- Assigned task 1
Rewrite the passage on author contributions and ethics approval between "Ethics Approval and" and "Department of Health.", inclusive, replacing "data custodian" with "data holder".
- Assigned task 2
Continue the research-article excerpt on author contributions and ethics approval from where it stops.

━━━ Text passage ━━━

EP undertook data analysis and prepared the first draft of the manuscript. MTO and MFK were responsible for the conceptualization and supervision of data analysis. DAC, NEA and MFK were responsible for data acquisition. LLD assisted with data analysis. DAC, LLD, TP, NEA, VS, AGT and NAL reviewed and edited the manuscript for intellectual content. All authors reviewed and approved the final version of the manuscript.

Ethics Approval and Consent to Participate

Data are deidentified after linkage, and no individual patient consent has been obtained since the project is using the data for secondary purpose. Ethics approvals for the Stroke123 project were obtained from ethics committees at Monash University (CF13/1303 – 2013000641), the New South Wales Ministry of Health (HREC/14/CIPHS/66), the Western Australian Department of Health (#2015/33), and Metro South Health (HREC/13/QPAH/31). Approvals were also obtained from each data custodian to permit the access and linkage of health information in this project [36]. Specific approvals for the current research study were sought from the New South Wales Ministry of Health (2021UMB0606) and the Western Australian Department of Health.

━━━ Information ━━━

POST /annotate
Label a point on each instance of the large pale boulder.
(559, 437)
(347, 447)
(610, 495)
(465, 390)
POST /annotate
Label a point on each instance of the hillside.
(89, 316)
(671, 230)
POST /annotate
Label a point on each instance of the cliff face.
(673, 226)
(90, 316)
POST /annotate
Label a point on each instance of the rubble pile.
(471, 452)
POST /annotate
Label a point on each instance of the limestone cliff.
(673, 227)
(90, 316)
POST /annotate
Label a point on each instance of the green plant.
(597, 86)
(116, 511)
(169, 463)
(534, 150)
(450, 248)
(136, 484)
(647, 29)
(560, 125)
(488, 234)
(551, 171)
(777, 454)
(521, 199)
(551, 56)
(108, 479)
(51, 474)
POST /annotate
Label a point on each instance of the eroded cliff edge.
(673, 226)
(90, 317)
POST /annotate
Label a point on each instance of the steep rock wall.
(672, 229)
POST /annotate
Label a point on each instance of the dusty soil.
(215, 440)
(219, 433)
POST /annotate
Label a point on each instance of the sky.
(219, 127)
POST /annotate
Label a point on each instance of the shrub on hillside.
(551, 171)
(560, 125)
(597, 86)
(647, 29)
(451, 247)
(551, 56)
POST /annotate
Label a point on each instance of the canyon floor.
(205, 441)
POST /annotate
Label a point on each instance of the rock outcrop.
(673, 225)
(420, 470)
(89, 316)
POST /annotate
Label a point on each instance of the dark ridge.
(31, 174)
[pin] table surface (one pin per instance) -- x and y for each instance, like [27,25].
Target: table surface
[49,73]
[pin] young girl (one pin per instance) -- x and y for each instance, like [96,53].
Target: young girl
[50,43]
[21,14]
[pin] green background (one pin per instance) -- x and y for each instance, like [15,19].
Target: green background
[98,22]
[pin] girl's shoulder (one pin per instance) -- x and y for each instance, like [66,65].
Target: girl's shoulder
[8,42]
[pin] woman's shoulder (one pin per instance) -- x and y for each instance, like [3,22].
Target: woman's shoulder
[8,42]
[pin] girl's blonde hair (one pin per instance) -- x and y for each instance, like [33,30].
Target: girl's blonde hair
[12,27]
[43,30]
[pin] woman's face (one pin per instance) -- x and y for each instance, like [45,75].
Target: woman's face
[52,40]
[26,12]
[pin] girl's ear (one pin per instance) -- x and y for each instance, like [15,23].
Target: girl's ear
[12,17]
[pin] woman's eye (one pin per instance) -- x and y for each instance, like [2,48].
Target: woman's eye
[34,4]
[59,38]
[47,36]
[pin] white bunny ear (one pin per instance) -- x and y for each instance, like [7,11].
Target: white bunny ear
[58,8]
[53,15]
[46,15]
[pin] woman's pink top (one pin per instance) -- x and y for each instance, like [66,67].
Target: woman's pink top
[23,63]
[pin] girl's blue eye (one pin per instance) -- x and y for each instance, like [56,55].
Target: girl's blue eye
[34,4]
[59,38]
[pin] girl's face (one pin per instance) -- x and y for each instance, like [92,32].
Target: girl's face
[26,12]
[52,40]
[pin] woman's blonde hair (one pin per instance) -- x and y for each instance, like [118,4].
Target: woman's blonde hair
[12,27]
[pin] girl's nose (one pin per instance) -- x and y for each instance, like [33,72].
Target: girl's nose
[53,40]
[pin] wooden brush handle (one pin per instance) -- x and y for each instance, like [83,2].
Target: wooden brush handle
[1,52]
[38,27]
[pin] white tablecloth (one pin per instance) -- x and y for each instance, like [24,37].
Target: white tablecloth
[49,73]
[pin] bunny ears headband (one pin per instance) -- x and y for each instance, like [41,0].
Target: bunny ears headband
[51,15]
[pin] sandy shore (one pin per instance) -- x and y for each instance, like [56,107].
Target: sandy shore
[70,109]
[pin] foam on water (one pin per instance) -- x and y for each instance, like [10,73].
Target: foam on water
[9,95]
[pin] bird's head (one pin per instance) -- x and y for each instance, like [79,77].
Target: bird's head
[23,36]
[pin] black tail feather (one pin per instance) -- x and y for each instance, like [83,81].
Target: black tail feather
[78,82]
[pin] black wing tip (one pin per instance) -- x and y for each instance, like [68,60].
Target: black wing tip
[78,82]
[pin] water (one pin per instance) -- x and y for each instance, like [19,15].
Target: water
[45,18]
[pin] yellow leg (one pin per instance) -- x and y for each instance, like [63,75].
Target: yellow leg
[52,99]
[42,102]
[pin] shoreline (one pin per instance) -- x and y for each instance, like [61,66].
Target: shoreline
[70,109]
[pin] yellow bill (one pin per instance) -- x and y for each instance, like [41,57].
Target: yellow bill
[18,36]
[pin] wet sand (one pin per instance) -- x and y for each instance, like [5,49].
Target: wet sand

━━━

- Exercise answer 1
Ethics Approval and Consent to Participate

Data are deidentified after linkage, and no individual patient consent has been obtained since the project is using the data for secondary purpose. Ethics approvals for the Stroke123 project were obtained from ethics committees at Monash University (CF13/1303 – 2013000641), the New South Wales Ministry of Health (HREC/14/CIPHS/66), the Western Australian Department of Health (#2015/33), and Metro South Health (HREC/13/QPAH/31). Approvals were also obtained from each data holder to permit the access and linkage of health information in this project [36]. Specific approvals for the current research study were sought from the New South Wales Ministry of Health (2021UMB0606) and the Western Australian Department of Health.

- Exercise answer 2
Funding

The study was funded as part of the National Health and Medical Research Council (NHMRC) Stroke123 Partnership Grant (1034415), with partnership funding from Monash University, Queensland Health and the Stroke Foundation (Australia). The AuSCR, during the period of data used in this research, received funding from the Florey Institute of Neuroscience and Mental Health, the Stroke Foundation (Australia), consumer and industry donations. The following authors receive Research Fellowship support from the NHMRC: MFK (1109426), NEA (1072053), AGT (1042600), DAC (1063761 co-funded Heart Foundation, 1154273), and NAL (1112158). LLD is supported by a Research Training Program scholarship from the Australian Government.

Conflict of Interest

DAC reports educational grants from Boehringer Ingelhiem, Ipsen, Amgen, and Medtronic paid to her institution; and is the Data Custodian for AuSCR. AGT is a board member of the Stroke Foundation and prior member of the AuSCR Steering Committee. DAC and NAL are members of the AuSCR Steering Committee. MFK is a member of the AuSCR Management Committee. NEA is a member of the AuSCR Research Task Group. All other authors report no potential conflicts of interest with respect to the research, authorship and/or publication of this article.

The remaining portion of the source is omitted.